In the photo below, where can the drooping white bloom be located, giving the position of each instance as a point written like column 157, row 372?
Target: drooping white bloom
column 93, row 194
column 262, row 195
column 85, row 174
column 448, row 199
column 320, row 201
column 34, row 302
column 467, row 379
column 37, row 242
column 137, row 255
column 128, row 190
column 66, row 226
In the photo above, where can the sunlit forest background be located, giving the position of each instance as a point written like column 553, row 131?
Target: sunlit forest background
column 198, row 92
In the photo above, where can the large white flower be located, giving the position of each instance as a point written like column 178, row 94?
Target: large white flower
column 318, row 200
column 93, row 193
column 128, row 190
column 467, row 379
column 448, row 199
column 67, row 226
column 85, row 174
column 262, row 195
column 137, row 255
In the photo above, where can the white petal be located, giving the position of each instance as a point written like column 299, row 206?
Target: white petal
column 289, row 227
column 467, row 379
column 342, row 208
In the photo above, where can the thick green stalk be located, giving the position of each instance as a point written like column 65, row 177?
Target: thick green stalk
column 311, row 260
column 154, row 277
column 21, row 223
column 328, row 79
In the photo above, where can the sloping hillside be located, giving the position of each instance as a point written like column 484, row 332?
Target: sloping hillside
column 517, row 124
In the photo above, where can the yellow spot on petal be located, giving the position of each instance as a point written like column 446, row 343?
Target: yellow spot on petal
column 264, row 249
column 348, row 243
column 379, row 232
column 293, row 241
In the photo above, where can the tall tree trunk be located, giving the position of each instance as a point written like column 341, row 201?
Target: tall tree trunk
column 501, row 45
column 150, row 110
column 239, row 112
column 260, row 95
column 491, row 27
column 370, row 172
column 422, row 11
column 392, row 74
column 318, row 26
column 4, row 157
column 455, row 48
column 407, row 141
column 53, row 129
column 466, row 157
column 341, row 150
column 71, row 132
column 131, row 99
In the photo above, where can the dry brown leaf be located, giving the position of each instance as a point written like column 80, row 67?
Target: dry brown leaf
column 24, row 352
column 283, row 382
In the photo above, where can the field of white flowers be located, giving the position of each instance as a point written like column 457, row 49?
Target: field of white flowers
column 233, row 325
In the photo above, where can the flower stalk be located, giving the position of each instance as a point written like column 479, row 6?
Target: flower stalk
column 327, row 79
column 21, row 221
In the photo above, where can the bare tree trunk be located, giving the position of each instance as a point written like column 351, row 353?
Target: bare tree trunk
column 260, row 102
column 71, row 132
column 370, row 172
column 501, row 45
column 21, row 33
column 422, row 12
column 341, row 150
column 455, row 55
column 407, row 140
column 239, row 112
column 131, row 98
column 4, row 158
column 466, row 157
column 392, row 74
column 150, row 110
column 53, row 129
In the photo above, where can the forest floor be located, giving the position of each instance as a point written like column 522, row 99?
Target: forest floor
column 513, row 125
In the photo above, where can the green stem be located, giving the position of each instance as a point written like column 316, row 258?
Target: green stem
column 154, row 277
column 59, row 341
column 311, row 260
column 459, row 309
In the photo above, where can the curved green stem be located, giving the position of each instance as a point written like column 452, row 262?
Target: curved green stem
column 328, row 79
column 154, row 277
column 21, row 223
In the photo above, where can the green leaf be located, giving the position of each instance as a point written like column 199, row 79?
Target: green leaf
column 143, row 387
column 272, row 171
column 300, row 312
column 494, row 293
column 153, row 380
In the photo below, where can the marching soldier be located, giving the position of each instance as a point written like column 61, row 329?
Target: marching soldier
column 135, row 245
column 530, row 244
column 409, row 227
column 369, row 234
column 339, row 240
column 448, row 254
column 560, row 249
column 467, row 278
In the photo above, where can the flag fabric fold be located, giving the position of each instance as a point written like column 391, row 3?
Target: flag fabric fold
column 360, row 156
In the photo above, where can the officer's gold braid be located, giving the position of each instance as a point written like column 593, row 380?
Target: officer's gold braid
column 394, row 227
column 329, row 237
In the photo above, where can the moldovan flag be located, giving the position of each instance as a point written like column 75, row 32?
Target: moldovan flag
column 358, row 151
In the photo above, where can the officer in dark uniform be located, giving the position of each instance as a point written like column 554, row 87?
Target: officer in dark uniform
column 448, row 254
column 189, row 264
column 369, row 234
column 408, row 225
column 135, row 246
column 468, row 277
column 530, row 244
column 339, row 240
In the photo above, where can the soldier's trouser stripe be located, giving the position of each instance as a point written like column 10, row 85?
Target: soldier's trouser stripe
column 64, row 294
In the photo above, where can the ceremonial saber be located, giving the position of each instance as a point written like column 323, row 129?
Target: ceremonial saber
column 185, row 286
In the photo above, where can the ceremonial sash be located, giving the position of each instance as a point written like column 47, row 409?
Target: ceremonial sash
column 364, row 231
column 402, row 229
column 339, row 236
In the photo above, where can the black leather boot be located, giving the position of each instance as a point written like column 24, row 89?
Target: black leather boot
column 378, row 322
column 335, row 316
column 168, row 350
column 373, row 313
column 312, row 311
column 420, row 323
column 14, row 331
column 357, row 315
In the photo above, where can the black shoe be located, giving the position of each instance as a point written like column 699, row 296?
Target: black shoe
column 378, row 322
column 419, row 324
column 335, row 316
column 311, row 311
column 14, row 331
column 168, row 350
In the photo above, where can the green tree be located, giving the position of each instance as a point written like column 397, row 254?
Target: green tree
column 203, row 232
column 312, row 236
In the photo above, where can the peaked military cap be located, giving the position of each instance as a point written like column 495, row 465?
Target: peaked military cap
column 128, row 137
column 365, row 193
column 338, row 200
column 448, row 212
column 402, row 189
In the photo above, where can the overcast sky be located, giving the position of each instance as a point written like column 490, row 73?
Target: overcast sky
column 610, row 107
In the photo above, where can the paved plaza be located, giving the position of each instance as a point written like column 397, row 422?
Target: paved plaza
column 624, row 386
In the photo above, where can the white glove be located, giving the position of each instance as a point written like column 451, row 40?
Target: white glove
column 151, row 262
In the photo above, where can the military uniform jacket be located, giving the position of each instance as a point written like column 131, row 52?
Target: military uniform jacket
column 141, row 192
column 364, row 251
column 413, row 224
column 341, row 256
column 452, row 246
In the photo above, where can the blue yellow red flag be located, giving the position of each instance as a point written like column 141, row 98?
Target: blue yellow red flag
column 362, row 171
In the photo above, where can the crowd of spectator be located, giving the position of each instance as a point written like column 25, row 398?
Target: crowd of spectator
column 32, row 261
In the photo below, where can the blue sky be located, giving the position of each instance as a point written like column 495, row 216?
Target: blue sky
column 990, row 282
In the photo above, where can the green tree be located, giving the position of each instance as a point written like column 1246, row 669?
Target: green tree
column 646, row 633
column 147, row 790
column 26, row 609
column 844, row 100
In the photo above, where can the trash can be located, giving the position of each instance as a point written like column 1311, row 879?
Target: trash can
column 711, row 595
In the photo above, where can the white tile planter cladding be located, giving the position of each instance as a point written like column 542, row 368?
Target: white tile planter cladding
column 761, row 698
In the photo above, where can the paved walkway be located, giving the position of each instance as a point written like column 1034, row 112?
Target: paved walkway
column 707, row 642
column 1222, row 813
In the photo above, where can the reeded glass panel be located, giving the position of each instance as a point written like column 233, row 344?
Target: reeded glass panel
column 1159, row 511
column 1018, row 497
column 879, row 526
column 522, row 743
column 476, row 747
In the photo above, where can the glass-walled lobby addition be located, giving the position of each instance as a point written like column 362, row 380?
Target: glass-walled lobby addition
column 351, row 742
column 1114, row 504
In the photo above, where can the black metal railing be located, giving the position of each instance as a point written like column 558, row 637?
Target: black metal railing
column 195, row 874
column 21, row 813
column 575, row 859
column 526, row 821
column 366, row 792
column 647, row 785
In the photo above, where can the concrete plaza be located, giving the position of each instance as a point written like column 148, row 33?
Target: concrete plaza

+---+

Transcribe each line of the data exactly, skipping none.

WRITTEN ANSWER:
In the photo below, where can the drooping white bloom be located, giving the position of each instance as a point written like column 157, row 372?
Target: drooping white bloom
column 93, row 194
column 262, row 195
column 85, row 174
column 448, row 199
column 320, row 201
column 34, row 302
column 467, row 379
column 37, row 242
column 137, row 255
column 128, row 190
column 66, row 226
In the photo above, where can the sunlit forest background be located, giving the position of each instance as a point written like column 553, row 131?
Target: sunlit forest background
column 198, row 92
In the photo above, where can the large white flower be located, giving the position of each instance as a point written like column 178, row 94?
Target: large white flower
column 318, row 200
column 93, row 193
column 128, row 190
column 467, row 379
column 448, row 199
column 67, row 226
column 85, row 174
column 262, row 195
column 137, row 255
In the photo above, where can the white petal be located, giving the position of each instance as a point written like column 299, row 206?
Target: white petal
column 289, row 227
column 467, row 379
column 342, row 208
In the photo above, where can the thick green stalk be located, giving the position of each instance as a point written like column 65, row 177?
Target: thick green stalk
column 311, row 260
column 154, row 277
column 21, row 223
column 328, row 79
In the photo above, where can the sloping hillside be located, giving the position of each instance as a point written like column 484, row 332?
Target: sloping hillside
column 517, row 124
In the photo above, where can the yellow spot on petal be located, giving the position of each instance as a point written like column 446, row 343?
Target: yellow spot on petal
column 264, row 249
column 348, row 243
column 379, row 232
column 293, row 241
In the photo above, where can the tall tree trunk be located, giving the position of each instance as a point written like column 341, row 201?
Target: tall tree trunk
column 501, row 45
column 150, row 110
column 239, row 112
column 260, row 95
column 491, row 27
column 370, row 172
column 422, row 11
column 392, row 74
column 318, row 26
column 4, row 157
column 455, row 48
column 407, row 141
column 53, row 129
column 466, row 157
column 341, row 150
column 71, row 132
column 131, row 99
In the photo above, where can the dry brown leaf be located, giving the position of each instance as a point written like column 80, row 67?
Target: dry brown leaf
column 24, row 352
column 283, row 382
In the photo above, where can the field of white flowers be located, giving the position of each instance as a point written like column 457, row 49?
Target: field of white flowers
column 233, row 325
In the photo above, where can the flower stalk be located, giving the position of each instance as a point written like column 479, row 6?
Target: flower stalk
column 327, row 79
column 21, row 221
In the photo above, where can the bare tree trunk be located, giving the position of each instance as a point written like column 351, row 353?
Target: bare tree trunk
column 260, row 102
column 71, row 132
column 370, row 172
column 501, row 45
column 21, row 33
column 422, row 12
column 341, row 150
column 455, row 55
column 407, row 140
column 239, row 112
column 131, row 98
column 4, row 158
column 466, row 157
column 392, row 74
column 150, row 110
column 53, row 129
In the photo above, where can the forest floor be located, giving the position of each instance as a point written like column 522, row 99?
Target: forest floor
column 513, row 125
In the photo above, where can the green stem be located, giving the position of each instance as a point written like column 316, row 258?
Target: green stem
column 154, row 277
column 59, row 341
column 311, row 260
column 459, row 309
In the photo above, where can the curved green stem be located, giving the position of each instance as a point written like column 452, row 262?
Target: curved green stem
column 328, row 79
column 154, row 277
column 21, row 223
In the photo above, where can the green leaf be located, giving the position of each instance as a point written like column 199, row 79?
Target: green leaf
column 143, row 387
column 272, row 171
column 300, row 312
column 494, row 293
column 153, row 380
In the photo below, where can the marching soldier be located, giving the position of each instance as a point written like column 61, row 329?
Target: marching soldier
column 135, row 245
column 530, row 244
column 409, row 227
column 369, row 234
column 339, row 240
column 448, row 254
column 560, row 249
column 467, row 278
In the photo above, where can the flag fabric fold be located, giving the position of each instance as a point written like column 391, row 3?
Target: flag fabric fold
column 360, row 156
In the photo above, where can the officer's gold braid be located, giving the position of each instance as a point written like column 593, row 380?
Target: officer's gold braid
column 394, row 227
column 329, row 237
In the photo above, where can the moldovan flag be located, giving the position of each instance as a point written like column 75, row 32?
Target: moldovan flag
column 358, row 151
In the photo above, where can the officer in dark uniform be located, giving the position of each instance as a point written like column 554, row 87?
Target: officer in dark uniform
column 448, row 254
column 189, row 264
column 369, row 234
column 408, row 225
column 135, row 246
column 468, row 277
column 530, row 244
column 339, row 240
In the photo above, where can the soldier's trouser stripe be located, giving the position of each instance as a point written like column 10, row 85?
Target: soldier's trouser stripe
column 64, row 294
In the photo above, where can the ceremonial saber be located, giving the position of each instance as a point written like column 323, row 129?
Target: ceremonial saber
column 185, row 286
In the photo above, where can the ceremonial sash be located, giving the position of each instance as a point written like column 47, row 409?
Target: ceremonial sash
column 364, row 231
column 402, row 229
column 339, row 236
In the photo above, where can the black leather boot be located, giving the position of each instance as a point written like column 24, row 89?
Target: black leather boot
column 378, row 322
column 335, row 316
column 168, row 350
column 373, row 313
column 312, row 311
column 420, row 323
column 14, row 331
column 357, row 315
In the photo above, where can the black shoe be located, giving the position of each instance as a point written like column 699, row 296?
Target: black shoe
column 378, row 322
column 419, row 324
column 335, row 316
column 311, row 311
column 14, row 331
column 168, row 350
In the photo above, where can the green tree be located, giving the position of each instance as a point written like column 397, row 254?
Target: green tree
column 203, row 232
column 312, row 236
In the photo above, where can the peaked military cap be located, giving the position of each instance as a point written like column 495, row 465?
Target: peaked military cap
column 128, row 137
column 365, row 193
column 338, row 200
column 448, row 212
column 402, row 189
In the photo above, where can the overcast sky be located, giving the position of each instance as a point written like column 490, row 73?
Target: overcast sky
column 610, row 107
In the photo above, where can the paved plaza be located, giving the position of each instance as a point written like column 397, row 422?
Target: paved plaza
column 624, row 386
In the photo above, where can the white glove be located, giving the position of each instance as a point written like column 451, row 40?
Target: white glove
column 151, row 262
In the photo above, where can the military uniform jacket be located, giving the position of each instance as a point written like column 131, row 52?
Target: military uniform jacket
column 141, row 192
column 364, row 251
column 413, row 224
column 341, row 256
column 452, row 246
In the photo above, where can the blue yellow red flag be located, giving the position of each instance as a point written like column 141, row 98?
Target: blue yellow red flag
column 362, row 171
In the photo above, where can the crowd of spectator be located, giving the position of each instance as a point written like column 25, row 398?
Target: crowd of spectator
column 32, row 261
In the photo below, where can the blue sky be located, giving the position of each instance as a point written like column 495, row 216?
Target: blue sky
column 990, row 282
In the photo above, where can the green tree be located, giving the position of each instance as a point written like column 1246, row 669?
Target: green tree
column 646, row 633
column 147, row 790
column 26, row 609
column 844, row 100
In the photo above, where can the trash can be located, giving the position of each instance as a point written like column 1311, row 879?
Target: trash can
column 711, row 595
In the photo above, where can the white tile planter cladding be located, giving the position of each instance as a point written like column 542, row 368?
Target: white tile planter cladding
column 761, row 698
In the photo above, where can the paved walkway be located, giving the position of each instance as a point written like column 1034, row 112?
Target: paved walkway
column 707, row 642
column 1222, row 813
In the photo above, where can the reeded glass panel be located, giving the position of each instance as a point written like column 233, row 344?
Target: reeded glass panel
column 1159, row 511
column 1018, row 497
column 879, row 526
column 522, row 743
column 476, row 747
In the photo above, where can the glass-walled lobby addition be located, giving the position of each instance as a point written like column 362, row 380?
Target: glass-walled lobby addition
column 351, row 742
column 1114, row 504
In the photo above, where can the black metal railing be located, giving the position of each instance as a point written like column 558, row 637?
Target: black metal railing
column 195, row 874
column 21, row 813
column 575, row 859
column 526, row 821
column 366, row 792
column 647, row 785
In the photo above, where can the concrete plaza be located, giving the position of each instance as a point written like column 148, row 33?
Target: concrete plaza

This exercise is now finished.